-- Begin Material provided --

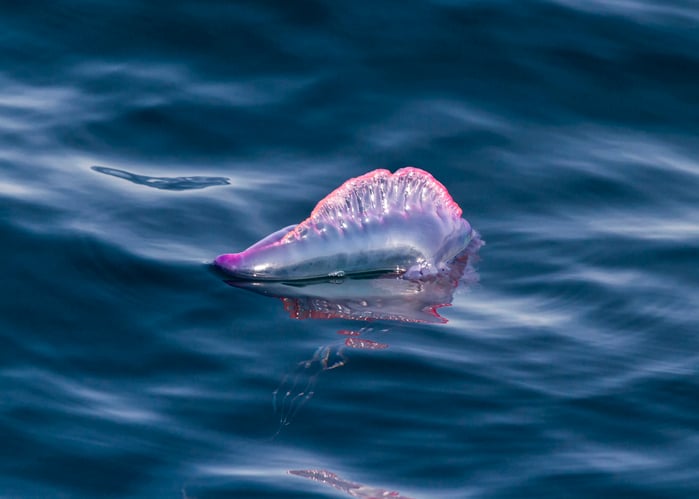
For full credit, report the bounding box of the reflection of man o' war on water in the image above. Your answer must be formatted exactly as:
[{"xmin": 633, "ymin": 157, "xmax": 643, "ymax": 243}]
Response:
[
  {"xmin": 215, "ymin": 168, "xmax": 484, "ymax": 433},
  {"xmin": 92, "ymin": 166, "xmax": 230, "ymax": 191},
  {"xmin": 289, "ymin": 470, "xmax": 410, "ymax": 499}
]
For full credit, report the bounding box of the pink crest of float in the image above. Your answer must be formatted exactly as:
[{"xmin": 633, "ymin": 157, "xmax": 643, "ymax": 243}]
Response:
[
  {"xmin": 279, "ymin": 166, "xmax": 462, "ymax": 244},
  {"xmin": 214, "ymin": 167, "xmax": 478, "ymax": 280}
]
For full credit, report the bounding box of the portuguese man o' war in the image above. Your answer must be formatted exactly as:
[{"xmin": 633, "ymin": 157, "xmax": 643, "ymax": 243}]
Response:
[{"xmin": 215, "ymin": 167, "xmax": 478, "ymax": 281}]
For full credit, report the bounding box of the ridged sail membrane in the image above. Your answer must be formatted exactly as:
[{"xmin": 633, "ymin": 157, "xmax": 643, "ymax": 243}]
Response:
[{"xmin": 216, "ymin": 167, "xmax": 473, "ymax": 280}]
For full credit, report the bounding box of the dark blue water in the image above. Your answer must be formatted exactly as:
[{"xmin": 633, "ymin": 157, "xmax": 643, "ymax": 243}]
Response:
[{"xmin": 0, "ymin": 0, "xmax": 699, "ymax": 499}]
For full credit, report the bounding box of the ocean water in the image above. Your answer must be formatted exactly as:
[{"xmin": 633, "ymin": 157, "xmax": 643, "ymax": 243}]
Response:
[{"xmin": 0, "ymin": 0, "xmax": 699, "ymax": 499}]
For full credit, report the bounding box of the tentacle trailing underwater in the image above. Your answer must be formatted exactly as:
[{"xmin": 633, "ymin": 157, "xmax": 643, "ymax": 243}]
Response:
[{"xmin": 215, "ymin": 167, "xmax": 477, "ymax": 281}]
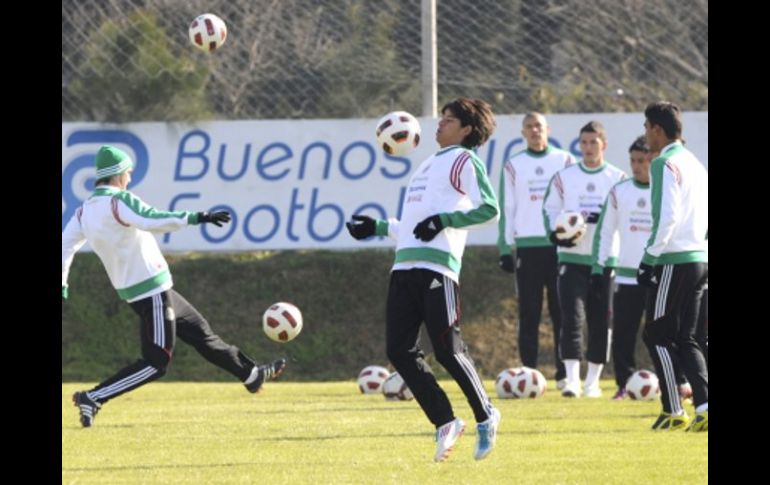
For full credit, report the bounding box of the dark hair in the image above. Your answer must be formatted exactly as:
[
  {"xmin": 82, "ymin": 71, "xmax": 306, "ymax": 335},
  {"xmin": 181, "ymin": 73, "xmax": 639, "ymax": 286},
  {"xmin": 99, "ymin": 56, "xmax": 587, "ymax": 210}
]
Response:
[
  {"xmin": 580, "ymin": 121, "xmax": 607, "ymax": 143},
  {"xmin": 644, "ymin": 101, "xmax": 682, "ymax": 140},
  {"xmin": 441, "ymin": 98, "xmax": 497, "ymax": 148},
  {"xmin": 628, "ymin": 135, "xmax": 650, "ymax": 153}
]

-- End Material provided --
-- Begin Material provided --

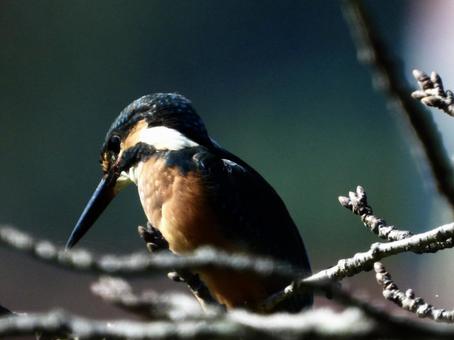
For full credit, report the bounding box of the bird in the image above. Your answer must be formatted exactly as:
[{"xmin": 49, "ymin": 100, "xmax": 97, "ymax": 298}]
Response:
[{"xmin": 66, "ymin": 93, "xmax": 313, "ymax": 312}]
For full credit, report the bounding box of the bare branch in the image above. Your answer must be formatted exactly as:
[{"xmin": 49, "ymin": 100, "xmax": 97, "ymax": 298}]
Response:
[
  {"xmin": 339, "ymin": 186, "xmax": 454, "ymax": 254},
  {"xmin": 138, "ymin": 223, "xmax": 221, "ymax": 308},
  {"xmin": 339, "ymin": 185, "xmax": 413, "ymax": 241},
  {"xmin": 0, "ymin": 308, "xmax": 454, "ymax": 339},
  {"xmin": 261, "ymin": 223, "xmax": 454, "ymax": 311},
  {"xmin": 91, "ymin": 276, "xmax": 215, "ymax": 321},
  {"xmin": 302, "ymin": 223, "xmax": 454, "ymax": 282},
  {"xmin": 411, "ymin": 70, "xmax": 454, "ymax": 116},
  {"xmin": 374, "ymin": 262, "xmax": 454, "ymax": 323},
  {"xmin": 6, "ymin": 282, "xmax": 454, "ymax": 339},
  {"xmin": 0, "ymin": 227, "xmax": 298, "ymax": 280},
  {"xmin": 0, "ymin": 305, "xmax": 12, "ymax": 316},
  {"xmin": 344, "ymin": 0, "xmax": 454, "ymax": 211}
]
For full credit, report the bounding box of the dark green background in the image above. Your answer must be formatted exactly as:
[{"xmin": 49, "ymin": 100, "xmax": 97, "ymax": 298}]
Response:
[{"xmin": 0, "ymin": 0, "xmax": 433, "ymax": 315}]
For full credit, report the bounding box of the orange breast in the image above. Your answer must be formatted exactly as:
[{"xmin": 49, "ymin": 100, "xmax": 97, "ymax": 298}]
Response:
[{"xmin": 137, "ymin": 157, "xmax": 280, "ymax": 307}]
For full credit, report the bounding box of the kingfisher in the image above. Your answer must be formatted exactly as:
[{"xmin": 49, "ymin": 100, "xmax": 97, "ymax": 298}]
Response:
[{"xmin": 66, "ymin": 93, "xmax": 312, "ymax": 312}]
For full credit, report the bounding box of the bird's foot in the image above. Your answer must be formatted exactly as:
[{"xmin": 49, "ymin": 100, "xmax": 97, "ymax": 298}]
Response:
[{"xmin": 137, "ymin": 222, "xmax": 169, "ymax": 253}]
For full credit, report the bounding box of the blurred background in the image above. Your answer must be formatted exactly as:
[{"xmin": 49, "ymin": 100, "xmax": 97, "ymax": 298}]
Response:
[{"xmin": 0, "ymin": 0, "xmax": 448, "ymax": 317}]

-- End Material provided --

**Prompt:**
Find every line in the material above that contains the string "background" and copy each of those lines in full. Treat uppercase and lowercase as different.

**Problem solution:**
For full credit, report the bounding box of the dark green background in the image above. Your answer must be formatted exactly as:
For full credit, report the bounding box of the blurred background in the image above. Your answer must be formatted exactly as:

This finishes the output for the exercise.